**TEXT SEGMENT:**
▶

If you travel to a foreign country for a one week retreat, you may fly the day before or even a couple days prior to check-out the area. Generally when you travel on an international retreat, the retreat includes time for exploration and site-seeing.
If the retreat is in the US, use the google map tool to see how long it will take to get to the retreat location. Typically you will arrive at the retreat location late afternoon to allow plenty of time for checking-in and tour the site before evening practice or dinner.
Also refer to the Getting There tab for more details.
9. Prep work. What to do before departure to ensure fullfilment
Health: If you are traveling to a foreign country, you may want to check on the vaccination requirements (CDC vaccination recommendations here). However if you are traveling within the US, Mexico or Costa Rica you will not need any vaccinations. Refer to the What to Bring section to make sure you bring items such as sun screen and bug spray.
Passport: If you travel overseas make sure your passport is up to date. If you travel in other countries than Mexico and Costa Rica, such as India, research any visa requirements. Wikipedia has a handy way to search visa requirements around the globe here.

◀

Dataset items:

▶

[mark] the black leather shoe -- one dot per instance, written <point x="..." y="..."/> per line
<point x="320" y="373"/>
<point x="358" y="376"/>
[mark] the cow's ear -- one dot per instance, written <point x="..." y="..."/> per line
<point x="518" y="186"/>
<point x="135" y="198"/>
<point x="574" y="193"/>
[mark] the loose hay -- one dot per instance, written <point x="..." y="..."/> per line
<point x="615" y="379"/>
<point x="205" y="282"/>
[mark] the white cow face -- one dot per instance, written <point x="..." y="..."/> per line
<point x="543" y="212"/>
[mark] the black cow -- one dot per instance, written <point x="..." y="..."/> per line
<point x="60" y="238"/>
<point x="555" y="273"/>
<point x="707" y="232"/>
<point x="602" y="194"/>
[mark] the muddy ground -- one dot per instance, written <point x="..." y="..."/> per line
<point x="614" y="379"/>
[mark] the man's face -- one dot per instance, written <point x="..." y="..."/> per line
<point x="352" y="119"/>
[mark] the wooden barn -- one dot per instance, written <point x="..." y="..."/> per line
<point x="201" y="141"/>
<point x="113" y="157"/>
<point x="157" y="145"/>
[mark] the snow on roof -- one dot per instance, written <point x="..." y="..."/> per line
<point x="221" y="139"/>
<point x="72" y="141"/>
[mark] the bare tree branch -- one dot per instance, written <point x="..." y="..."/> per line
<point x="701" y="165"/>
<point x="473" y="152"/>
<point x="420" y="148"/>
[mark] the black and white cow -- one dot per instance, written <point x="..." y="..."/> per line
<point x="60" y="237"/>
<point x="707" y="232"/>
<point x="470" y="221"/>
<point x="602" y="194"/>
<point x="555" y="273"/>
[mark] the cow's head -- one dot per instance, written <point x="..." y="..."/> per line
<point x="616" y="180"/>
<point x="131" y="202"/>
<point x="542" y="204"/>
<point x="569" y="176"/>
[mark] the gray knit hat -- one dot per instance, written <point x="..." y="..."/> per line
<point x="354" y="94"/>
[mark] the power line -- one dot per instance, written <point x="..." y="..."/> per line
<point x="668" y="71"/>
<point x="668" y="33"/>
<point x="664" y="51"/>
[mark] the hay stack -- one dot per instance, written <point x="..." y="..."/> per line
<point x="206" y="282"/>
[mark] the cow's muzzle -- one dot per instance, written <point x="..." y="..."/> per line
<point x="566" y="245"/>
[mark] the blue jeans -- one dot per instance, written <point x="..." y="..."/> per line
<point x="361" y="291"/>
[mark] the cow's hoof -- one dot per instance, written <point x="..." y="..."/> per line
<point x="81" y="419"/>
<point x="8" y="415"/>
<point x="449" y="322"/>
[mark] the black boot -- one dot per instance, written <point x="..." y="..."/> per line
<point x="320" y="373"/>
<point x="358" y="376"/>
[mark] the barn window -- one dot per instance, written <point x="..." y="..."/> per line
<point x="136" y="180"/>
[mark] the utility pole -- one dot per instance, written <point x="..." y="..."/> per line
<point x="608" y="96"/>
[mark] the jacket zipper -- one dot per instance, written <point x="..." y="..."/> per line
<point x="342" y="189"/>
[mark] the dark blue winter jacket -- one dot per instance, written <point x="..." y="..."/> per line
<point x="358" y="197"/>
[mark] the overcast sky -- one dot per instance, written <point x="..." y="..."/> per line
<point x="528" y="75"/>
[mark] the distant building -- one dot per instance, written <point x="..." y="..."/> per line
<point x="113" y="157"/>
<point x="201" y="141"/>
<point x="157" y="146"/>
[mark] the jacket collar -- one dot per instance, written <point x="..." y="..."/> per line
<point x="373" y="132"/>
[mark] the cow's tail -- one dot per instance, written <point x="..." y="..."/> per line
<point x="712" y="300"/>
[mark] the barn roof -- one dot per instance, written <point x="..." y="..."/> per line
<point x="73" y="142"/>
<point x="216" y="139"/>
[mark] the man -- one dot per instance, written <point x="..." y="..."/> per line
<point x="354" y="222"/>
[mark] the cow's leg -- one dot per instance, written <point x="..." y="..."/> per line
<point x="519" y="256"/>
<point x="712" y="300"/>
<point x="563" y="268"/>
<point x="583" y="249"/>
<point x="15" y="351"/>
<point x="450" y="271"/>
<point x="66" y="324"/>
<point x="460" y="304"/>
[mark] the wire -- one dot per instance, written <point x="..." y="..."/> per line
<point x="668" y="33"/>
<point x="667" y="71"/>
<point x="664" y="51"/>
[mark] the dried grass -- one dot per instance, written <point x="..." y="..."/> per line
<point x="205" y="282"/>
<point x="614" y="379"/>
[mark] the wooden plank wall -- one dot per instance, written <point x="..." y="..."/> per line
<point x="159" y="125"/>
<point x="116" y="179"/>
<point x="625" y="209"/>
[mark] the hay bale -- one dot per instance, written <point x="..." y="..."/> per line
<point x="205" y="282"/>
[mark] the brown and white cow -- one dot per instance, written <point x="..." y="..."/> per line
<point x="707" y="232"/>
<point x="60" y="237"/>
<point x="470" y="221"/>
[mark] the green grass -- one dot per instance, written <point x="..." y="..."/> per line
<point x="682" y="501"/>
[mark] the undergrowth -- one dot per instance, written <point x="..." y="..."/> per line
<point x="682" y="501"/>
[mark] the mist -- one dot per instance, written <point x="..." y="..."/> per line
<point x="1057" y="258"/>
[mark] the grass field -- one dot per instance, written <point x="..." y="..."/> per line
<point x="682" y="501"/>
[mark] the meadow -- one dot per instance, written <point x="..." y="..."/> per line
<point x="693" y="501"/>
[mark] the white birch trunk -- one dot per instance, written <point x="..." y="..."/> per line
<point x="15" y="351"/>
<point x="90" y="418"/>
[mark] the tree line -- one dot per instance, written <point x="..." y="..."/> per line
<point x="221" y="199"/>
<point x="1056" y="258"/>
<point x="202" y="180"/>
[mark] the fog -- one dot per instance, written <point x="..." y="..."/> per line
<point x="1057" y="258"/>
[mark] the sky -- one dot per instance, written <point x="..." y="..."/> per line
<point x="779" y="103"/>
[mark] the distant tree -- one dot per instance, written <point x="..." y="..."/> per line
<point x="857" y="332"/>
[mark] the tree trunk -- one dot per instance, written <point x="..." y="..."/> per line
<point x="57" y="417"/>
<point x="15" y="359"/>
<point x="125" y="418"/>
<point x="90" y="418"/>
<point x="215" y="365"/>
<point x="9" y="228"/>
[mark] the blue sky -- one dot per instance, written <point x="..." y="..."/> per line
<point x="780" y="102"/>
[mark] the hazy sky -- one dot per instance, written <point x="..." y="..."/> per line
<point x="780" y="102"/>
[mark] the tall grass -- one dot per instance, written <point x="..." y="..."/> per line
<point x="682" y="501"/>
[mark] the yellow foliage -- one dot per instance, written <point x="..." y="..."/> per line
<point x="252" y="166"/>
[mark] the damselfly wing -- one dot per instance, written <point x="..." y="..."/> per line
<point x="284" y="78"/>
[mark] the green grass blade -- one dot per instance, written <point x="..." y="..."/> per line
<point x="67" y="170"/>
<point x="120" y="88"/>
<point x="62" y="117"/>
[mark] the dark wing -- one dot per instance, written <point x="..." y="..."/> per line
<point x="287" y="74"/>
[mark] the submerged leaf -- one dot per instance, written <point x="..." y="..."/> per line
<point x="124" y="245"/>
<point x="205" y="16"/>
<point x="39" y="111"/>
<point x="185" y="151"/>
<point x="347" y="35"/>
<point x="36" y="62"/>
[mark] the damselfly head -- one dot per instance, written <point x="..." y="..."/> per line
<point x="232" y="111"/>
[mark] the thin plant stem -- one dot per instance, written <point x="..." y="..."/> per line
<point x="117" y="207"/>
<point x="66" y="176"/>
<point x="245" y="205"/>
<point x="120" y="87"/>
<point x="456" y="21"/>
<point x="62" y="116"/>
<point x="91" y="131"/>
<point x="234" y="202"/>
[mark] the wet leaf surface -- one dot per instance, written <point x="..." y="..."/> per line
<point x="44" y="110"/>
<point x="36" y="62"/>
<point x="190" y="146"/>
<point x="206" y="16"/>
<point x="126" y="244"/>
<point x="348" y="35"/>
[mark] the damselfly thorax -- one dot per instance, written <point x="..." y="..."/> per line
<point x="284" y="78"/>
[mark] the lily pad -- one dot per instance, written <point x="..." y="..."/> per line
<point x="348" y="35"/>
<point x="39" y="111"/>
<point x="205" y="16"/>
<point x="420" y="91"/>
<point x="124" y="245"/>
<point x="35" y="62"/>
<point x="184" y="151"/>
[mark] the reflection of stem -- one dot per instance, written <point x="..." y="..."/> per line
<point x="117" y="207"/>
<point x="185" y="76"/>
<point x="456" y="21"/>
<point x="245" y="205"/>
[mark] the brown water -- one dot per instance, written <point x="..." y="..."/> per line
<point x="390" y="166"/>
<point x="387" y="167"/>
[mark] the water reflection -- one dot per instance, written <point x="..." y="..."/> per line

◀

**PROMPT:**
Pick up the retreat travel guide after its last sentence and continue writing it.

**RESPONSE AREA:**
State of mind: to take full advantage of your retreat, we recommend first identifying your primary goal for taking the retreat (see #3 above), and then doing some prep-work beforehand. Reading can give you a great head start to get your head straight and ready. A few book ideas include:
- A fictional novel centered in the country where you’ll be. ( I LOVED when I traveled India while reading Holy Cow & Eat Pray Love)
- One that covers the yoga or meditation styles you’ll be experiencing.
- Stories on traveling or personal journeys
Odds and Ends: When my husband and I travel, we always ask each other: “do we have passports and credit cards?” That’s all you ever really need, but it might be nice to have a few extras that you can’t easily find where you’re going.
- A good inspirational book (also see “#9 Before the retreat above”)
- A journal to process and write down your thoughts
- Refillable water bottle
- Reusable shopping bag (handy for toting around odds and ends around the retreat center, or getting groceries from a local market).
- Appropriate clothing for the country/weather. Be mindful of local customs. Most yoga retreats are in warm-weather conditions, so warm weather clothes and swim wear is usually handy (a flattering swimsuit can be hard to find!).
- A few changes of yoga wear – most retreats offer yoga classes at least twice a day (mornings and evenings).
- Yoga mat (a mat strap or bag is handy to have while traveling)
- Extra yoga props if you need them (e.g., strap, block, cushion). Most retreat centers provide them though.
- Good walking shoes for hikes or general traveling about. And sandals for beach destinations.
- Ear plugs
- Insect repellent (Our family loves Burt’s Bees herbal insect repellent)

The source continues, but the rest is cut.